══ Page text ══

The constituency of People Living with HIV (PLHIV) under their umbrella organization National Forum of People Living HIV&AIDS Networks in Uganda (NAFOPHANU) on February 3, 2016 held a press conference at their offices to decry the move to dissolve the Uganda AIDS Commission (UAC) to subsume it under the AIDS Control Programme under the Ministry of Health.

The International Community of Women Living with HIV was at the conference and Lillian Mworeko, the Executive Director was one of the panelists.

The move to dissolve UAC follows recommendation made recently by the Budget Committee of Parliament. The committee indicates that by maintaining UAC under Office of the President, it makes government duplicate activities by having the AIDS Control Program under the Ministry of Health carrying out similar activities. They thus recommended that the law which established UAC be amended so as to have it answerable to the Ministry of Health and eliminate duplication of roles on AIDS Control.

═══

| Aim of the task |
Continue the text on the move to dissolve the Uganda AIDS Commission, starting after its last sentence. The records have no connection to the text.

══ Provided data ══

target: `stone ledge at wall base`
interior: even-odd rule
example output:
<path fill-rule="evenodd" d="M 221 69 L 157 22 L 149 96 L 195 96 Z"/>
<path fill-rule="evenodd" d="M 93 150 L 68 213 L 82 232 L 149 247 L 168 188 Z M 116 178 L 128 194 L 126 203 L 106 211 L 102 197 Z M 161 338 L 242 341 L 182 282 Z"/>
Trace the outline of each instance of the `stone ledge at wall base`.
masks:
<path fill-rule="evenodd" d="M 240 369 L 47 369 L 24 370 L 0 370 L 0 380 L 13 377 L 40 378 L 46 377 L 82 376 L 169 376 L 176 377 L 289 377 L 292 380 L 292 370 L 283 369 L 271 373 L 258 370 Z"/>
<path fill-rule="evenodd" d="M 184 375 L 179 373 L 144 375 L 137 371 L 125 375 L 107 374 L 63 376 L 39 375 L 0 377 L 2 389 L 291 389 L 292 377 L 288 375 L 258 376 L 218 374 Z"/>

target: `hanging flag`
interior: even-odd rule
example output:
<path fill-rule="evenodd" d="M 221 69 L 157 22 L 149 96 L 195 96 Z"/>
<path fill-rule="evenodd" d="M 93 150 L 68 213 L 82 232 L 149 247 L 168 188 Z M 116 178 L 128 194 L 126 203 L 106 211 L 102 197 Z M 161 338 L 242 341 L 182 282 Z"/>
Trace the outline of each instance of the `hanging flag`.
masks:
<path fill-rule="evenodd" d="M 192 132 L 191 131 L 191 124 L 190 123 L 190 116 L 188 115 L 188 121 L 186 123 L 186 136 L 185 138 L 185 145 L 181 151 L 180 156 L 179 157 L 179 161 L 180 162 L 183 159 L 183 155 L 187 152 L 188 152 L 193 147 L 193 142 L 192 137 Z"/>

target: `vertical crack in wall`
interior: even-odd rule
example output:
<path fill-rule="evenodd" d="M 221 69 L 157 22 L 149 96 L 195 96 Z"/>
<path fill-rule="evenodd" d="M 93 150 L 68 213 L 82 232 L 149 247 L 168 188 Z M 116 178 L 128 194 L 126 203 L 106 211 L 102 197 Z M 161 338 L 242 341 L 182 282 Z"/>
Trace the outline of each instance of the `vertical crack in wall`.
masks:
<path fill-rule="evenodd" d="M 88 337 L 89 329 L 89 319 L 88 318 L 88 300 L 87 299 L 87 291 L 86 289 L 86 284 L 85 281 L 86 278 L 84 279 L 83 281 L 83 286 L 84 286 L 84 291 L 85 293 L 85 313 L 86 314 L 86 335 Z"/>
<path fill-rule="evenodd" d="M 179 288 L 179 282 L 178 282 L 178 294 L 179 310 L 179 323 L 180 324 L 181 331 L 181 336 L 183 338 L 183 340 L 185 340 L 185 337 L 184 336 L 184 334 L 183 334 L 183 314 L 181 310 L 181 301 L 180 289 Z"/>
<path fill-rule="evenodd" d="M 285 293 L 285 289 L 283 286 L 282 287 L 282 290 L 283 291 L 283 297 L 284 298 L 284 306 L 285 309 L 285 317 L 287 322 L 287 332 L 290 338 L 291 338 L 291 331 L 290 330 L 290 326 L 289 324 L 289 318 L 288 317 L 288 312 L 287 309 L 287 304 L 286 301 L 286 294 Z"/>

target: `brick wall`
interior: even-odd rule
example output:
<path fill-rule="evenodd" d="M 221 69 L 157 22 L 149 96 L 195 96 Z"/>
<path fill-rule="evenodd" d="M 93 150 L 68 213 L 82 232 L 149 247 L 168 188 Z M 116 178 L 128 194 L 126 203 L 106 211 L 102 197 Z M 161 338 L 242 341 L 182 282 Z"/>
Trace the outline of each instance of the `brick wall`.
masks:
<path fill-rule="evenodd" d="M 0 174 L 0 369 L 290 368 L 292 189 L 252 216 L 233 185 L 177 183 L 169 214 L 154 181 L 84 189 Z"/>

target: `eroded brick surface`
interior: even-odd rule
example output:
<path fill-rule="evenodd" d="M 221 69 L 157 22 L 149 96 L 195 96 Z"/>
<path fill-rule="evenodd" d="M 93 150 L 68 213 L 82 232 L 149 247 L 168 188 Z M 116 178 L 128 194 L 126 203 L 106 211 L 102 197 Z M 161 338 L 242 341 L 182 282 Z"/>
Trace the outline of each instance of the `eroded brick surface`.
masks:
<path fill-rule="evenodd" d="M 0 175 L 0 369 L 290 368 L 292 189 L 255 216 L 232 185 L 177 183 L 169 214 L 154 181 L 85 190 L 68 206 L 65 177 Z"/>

═══

| Answer section |
This is a recommendation that people living with HIV oppose saying in the Press statement, “This is totally wrong since the roles of the two entities are quite distinct and do not overlap at all. Uganda AIDS Commission plays the overall oversight and coordination role of the multi-sectoral response be it at national and decentralized level, policy development, advocacy, resource mobilization and planning in a bid to fulfill the 3 ‘Ones’ principle (One National HIV Strategic Plan, One Monitoring & Evaluation Plan and one Coordinating Entity). The Ministry of health and other sectors use the plans to develop sector specific plans and guidelines. On the other hand, the  National AIDS Control Programme (ACP) of the Ministry of Health is focused on the Public Health sector response- mainly the biomedical interventions targeting health workers and patients in a health facility. To a large extent, the behavioral and structural interventions remain a role of UAC and multi sectoral players of which UAC coordinates.”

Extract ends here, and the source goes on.